Извлечённый текст —
┌──

4. Допустим, что другие люди, например, его властная мать и первая жена, а также его слабовольные вторая и третья жены действительно не ценили его и хотели, чтобы он оставался таким же слабым и безвольным; почему это так ужасно? Разве не логично ожидать, что эти люди будут вести себя с ним именно таким образом? И даже если они своим поведением и не помогали ему решить его проблемы, почему он так серьезно к этому относился? Более того, должен ли он был поддаться влиянию своей первой жены, а затем полностью принять на себя заботу о второй и третьей? У них не было реальной власти над ним; так почему же он винил их за то, как они себя вели?
Во время первых сеансов психотерапии он пытался научиться жить комфортно, продолжая придерживаться своих основных саморазрушающих взглядов, но не старался разобраться и пересмотреть их. В результате он развелся с первой женой, которая действительно была настолько властной и так раздражала его, что вряд ли стоило оставаться с ней, хотя она и брала на себя бремя принятия решений. Затем он умудрился найти других женщин, которые эмоционально были даже слабее него и с которыми он мог позволить себе брать ответственность на себя и делать ошибки, так как они вряд ли когда-нибудь стали бы критиковать его за это. Таким образом, он никогда не ставил под сомнение, не бросал вызов и не пытался изменить свою позицию: «Мне страшно принимать решения, особенно когда значимый для меня человек готов подвергнуть меня критике». Он просто решил иметь отношения с теми людьми, которые не винили его, если он ошибался.
Во время второго продолжительного курса психотерапии пациента убедили, что если он хочет, чтобы произошло улучшение, он должен изменить свои саморазрушающие взгляды. Я вместе с группой, в которой он занимался, заставил его работать над тем, чтобы избавиться от них. Всякий раз, когда у него не получалось что-то адекватно высказать или он боялся ошибиться на групповых и индивидуальных занятиях, мы заставляли его продолжать и постоянно спрашивали его, почему для него так ужасно потерпеть неудачу. Он получал особые домашние задания (которые обычно являются составляющей частью рационально-эмоциональной психотерапии): знакомиться с женщинами, которые не были бы ни слишком властными, ни чересчур слабыми, и продолжать отношения с ними, даже если они критиковали его поведение. Терапевт и группа снова и снова обращали его внимание на то, что у него все еще имеется страх перед неудачами, хотя иногда он заявлял, что преодолел его. Чтобы ожидать уменьшения своих страхов, ему надо было всего лишь продолжать работать и практиковаться и особенное внимание уделять тому, чтобы научиться идти на риск.

└──

Порядок выполнения — Какие особые домашние задания получал пациент во время второго курса психотерапии, согласно извлечённому тексту?

Сохранённые данные —
┌──

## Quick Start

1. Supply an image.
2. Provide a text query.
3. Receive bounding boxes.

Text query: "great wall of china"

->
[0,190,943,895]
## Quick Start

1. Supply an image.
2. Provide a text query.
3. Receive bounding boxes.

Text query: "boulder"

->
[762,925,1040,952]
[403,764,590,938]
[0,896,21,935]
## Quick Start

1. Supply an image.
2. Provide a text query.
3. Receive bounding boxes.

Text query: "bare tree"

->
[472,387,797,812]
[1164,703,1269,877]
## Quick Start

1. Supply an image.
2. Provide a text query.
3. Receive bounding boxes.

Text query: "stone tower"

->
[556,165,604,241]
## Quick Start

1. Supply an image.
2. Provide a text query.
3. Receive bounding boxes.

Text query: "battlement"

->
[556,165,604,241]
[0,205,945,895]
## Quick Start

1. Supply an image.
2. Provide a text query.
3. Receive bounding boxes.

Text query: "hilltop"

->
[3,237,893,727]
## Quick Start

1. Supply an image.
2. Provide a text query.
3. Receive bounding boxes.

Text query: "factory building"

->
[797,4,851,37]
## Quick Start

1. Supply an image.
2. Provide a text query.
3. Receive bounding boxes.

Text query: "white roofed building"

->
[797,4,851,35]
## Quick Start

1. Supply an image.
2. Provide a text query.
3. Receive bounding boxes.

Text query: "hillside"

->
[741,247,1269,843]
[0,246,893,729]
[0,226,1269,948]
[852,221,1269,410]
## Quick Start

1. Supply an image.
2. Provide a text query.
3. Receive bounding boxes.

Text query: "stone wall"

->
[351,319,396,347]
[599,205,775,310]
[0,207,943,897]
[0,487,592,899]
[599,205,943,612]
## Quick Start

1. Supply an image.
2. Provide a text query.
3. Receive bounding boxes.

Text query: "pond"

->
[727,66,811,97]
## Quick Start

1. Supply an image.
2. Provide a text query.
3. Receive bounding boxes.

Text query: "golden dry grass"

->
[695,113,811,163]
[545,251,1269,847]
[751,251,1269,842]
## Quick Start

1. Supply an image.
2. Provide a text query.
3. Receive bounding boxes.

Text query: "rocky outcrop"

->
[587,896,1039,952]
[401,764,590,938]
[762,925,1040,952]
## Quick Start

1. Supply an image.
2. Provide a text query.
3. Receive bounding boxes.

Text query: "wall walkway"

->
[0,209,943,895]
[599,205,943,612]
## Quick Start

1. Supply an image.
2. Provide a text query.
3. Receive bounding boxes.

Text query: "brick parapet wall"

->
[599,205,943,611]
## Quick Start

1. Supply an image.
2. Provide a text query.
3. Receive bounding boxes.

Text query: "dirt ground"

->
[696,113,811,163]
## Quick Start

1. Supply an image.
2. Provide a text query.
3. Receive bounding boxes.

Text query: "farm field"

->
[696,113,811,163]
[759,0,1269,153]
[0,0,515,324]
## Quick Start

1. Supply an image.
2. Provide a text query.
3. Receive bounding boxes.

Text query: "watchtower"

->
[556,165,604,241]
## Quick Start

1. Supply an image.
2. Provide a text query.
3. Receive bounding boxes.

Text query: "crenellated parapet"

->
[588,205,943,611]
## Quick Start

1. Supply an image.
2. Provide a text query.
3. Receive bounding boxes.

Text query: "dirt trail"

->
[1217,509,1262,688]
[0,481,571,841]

└──

Результат выполнения — Он должен был знакомиться с женщинами, которые не были бы ни слишком властными, ни чересчур слабыми, и продолжать отношения с ними, даже если они критиковали его поведение.